Request
Please answer these questions from the article on the Fort Worth-Dallas high-speed rail line:
1. Which interstate would the line run parallel to?
2. About how long would a trip between Fort Worth and Dallas take?
3. What two ways of funding the line are named?

Document excerpt
_ _ _ _
A high-speed rail line from Fort Worth to Dallas is moving “full steam ahead” and could be ready even before the proposed Dallas-Houston line that received a recent boost with the news that Amtrak is coming on board, officials said. 

First proposed in 2017, the Fort Worth-Dallas high-speed rail project would run parallel to Interstate 30 and is spearheaded by the North Central Texas Council of Governments. That project will formally enter its environmental phase in September and is expected to be cleared by the federal government by 2024. 

The proposed high-speed rail connection between Dallas and Fort Worth will cater to the metroplex’s population of over 8 million, which is expected to reach 11 million by 2045. 

What we know so far about the Fort-Worth-Dallas high-speed rail connection:

  • The 31-mile line will allow travel between Fort Worth and Dallas in about 20 minutes. 
  • Stops on the line include downtown Fort Worth, Arlington’s entertainment district and downtown Dallas. 

“We’ve been going full steam ahead since 2020,” said Brendon Wheeler, program manager for transportation planning at the Council of Governments. “This recent news from Amtrak on the Dallas-Houston line is coming at a perfect time.” 

Wheeler said the environmental approval in 2024 would help the metroplex project catch up to the Dallas to Houston project. 

Amtrak announced it was looking to partner with Texas Central on Aug. 9 to further study and advance a 240-mile, 205 mph route project between Dallas and Houston. Before this announcement, the project had suffered from a decade of delays.

A key to making the Fort Worth-Dallas high-speed project successful is ensuring it is part of a larger, statewide system — similar to the interstate highway system, Wheeler said.

The Council of Governments is also exploring other rail corridors, most notably along Interstate 35, connecting Fort Worth through San Antonio and all the way down to Laredo

At this time, no funding or investments have been committed to the Fort Worth-Dallas rail line, but getting the project environmentally cleared will help change that, Wheeler said. By clearing these hurdles upfront, potential partners will be more likely to invest.

“We’ve heard from several entities that operate high-speed rail around the world, private entities that are interested in funding projects — the major risks that they face coming to the U.S. to try and replicate their success here is they don’t know the federal environmental process like we do, and facing those risks costs money to them,” Wheeler said.

Funding for the Fort Worth-Dallas high-speed rail line will either be fully privately funded or be a public-private partnership. 

Want to share your thoughts on the Fort-Worth-Dallas high-speed rail project? Attend the following public meeting sessions:

  • 5-7:30 p.m. Thursday, Aug. 29, at the North Central Texas Council of Governments’ Pitstick Room (616 Six Flag Drive Arlington, TX).
_ _ _ _
Data section
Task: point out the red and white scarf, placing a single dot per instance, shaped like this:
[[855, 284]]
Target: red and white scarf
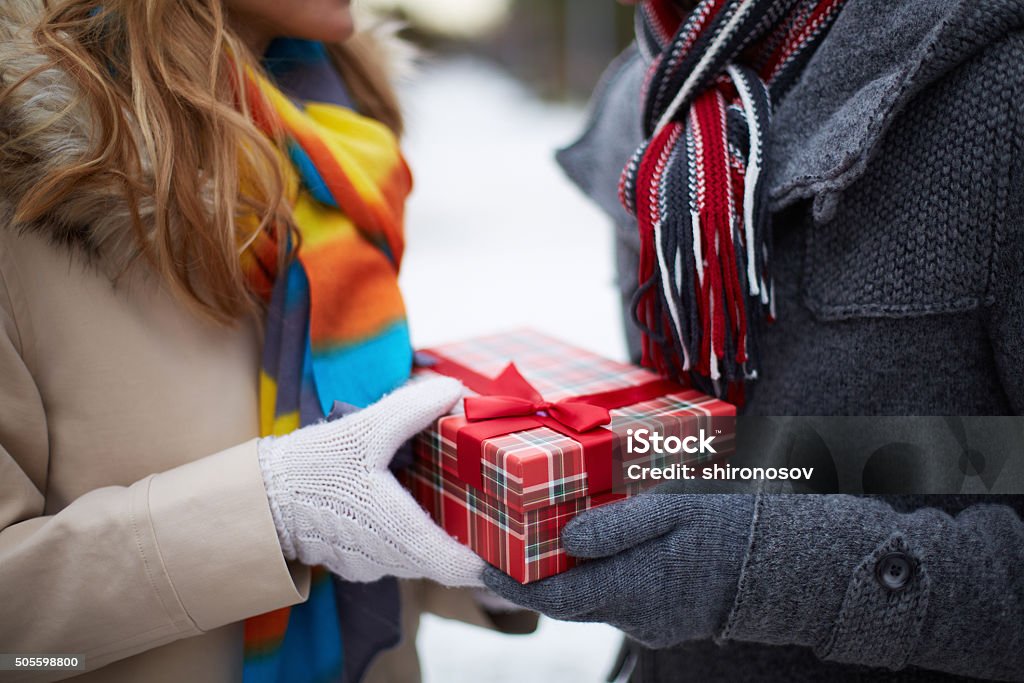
[[695, 183]]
_ _ _ _
Exercise result
1. Interstate 30
2. About 20 minutes
3. Fully private funding, or a public-private partnership